# [Given records]
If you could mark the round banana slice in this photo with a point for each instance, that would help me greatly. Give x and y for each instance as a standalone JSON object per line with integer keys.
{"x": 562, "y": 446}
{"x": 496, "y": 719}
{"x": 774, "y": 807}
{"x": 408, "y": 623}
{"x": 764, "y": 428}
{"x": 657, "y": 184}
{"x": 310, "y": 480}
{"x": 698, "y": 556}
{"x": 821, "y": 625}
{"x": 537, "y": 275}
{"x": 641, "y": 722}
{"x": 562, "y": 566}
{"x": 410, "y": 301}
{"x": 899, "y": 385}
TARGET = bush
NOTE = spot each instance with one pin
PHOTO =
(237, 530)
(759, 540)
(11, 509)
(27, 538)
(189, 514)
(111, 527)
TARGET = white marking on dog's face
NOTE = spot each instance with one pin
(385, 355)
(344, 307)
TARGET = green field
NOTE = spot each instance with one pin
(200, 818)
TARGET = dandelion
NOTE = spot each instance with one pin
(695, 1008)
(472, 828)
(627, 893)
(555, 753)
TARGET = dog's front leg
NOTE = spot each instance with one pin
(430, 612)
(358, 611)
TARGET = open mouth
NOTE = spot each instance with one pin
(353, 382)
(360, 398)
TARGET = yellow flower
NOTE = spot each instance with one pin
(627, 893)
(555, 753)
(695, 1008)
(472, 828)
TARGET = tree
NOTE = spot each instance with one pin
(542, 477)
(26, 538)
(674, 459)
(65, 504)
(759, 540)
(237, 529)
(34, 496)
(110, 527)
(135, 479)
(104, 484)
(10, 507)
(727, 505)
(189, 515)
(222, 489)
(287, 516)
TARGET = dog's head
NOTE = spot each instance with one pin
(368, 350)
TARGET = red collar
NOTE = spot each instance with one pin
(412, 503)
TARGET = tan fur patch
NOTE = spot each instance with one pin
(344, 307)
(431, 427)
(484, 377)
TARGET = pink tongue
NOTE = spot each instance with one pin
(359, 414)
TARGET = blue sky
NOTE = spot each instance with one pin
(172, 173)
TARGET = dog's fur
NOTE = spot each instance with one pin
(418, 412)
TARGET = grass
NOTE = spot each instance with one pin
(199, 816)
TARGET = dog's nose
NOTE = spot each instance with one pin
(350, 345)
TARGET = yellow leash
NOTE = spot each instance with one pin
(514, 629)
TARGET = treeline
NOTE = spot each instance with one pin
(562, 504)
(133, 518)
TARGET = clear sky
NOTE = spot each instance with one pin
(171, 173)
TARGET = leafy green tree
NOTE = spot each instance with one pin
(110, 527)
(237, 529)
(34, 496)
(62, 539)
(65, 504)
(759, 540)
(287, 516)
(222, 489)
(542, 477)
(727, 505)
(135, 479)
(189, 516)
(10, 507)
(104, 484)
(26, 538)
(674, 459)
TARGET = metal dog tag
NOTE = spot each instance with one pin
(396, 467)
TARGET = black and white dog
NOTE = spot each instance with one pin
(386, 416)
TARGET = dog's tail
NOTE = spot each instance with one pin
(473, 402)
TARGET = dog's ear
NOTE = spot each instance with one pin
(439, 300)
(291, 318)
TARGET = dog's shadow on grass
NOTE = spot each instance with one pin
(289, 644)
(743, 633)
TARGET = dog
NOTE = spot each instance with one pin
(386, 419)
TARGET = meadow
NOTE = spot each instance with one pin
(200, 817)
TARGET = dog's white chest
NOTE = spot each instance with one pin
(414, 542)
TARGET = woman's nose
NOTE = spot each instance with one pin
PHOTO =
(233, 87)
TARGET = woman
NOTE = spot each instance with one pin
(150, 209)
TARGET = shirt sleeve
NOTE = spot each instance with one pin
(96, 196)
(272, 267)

# [Work to complete]
In the part of the data that opens with the line containing "TARGET = black and white dog" and closes at the end of the data, substitute "mark" for "spot". Write out that part again with nothing else changed.

# [Exercise response]
TARGET = black and white dog
NOTE = mark each instance with one pin
(386, 416)
TARGET = dog's tail
NOTE = mark each instance with one pin
(473, 402)
TARGET = dog's ear
NOTE = mark each instance with one pin
(439, 300)
(291, 318)
TARGET = dog's shadow on grass
NOTE = mark each instance with one pin
(289, 644)
(743, 633)
TARGET = dog
NOTE = mark each instance with one pin
(386, 419)
TARGET = meadow
NOTE = mark each instance with one pin
(200, 817)
TARGET = dog's white chest
NOTE = mark each instance with one pin
(414, 542)
TARGET = woman's nose
NOTE = mark each instance with one pin
PHOTO =
(233, 87)
TARGET = woman
NOTE = mark each instance with one pin
(150, 209)
TARGET = shirt sleeve
NOTE = mark each instance with one pin
(96, 196)
(272, 267)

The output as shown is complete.